-- START --

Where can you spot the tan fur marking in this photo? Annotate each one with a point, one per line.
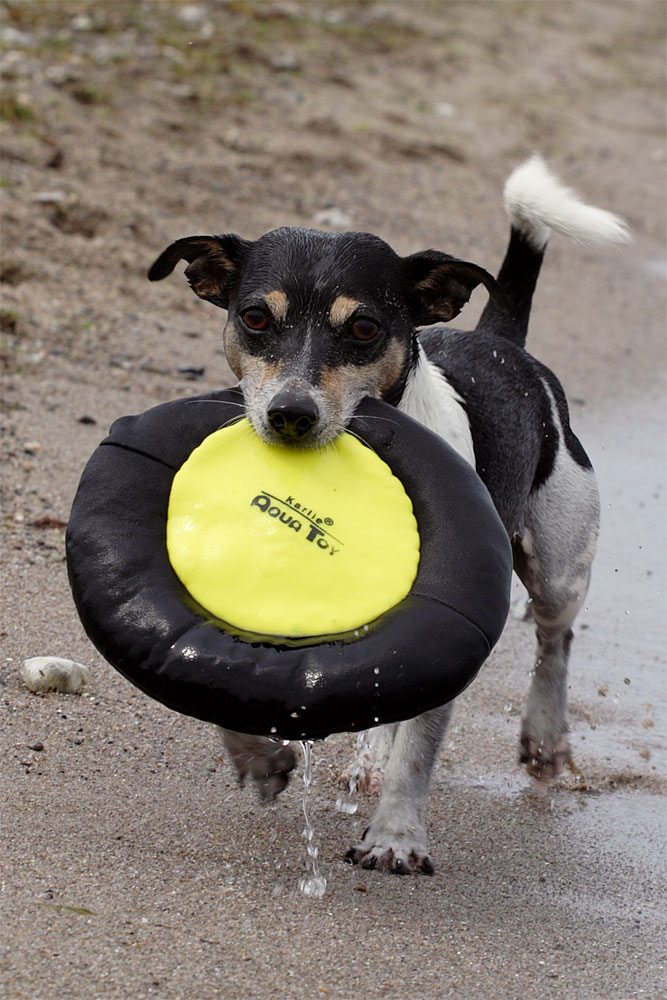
(374, 379)
(278, 304)
(342, 308)
(232, 349)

-- END --

> _Task to complete_
Convert all of the records above into a numbered list, one line per item, omitting any blank lines and leaving out the pictures.

> _Solution to this task_
1. Where can you spot the tan fur marking in this photo? Annotate each one with a point, one per line.
2. (374, 379)
3. (278, 304)
4. (342, 308)
5. (232, 349)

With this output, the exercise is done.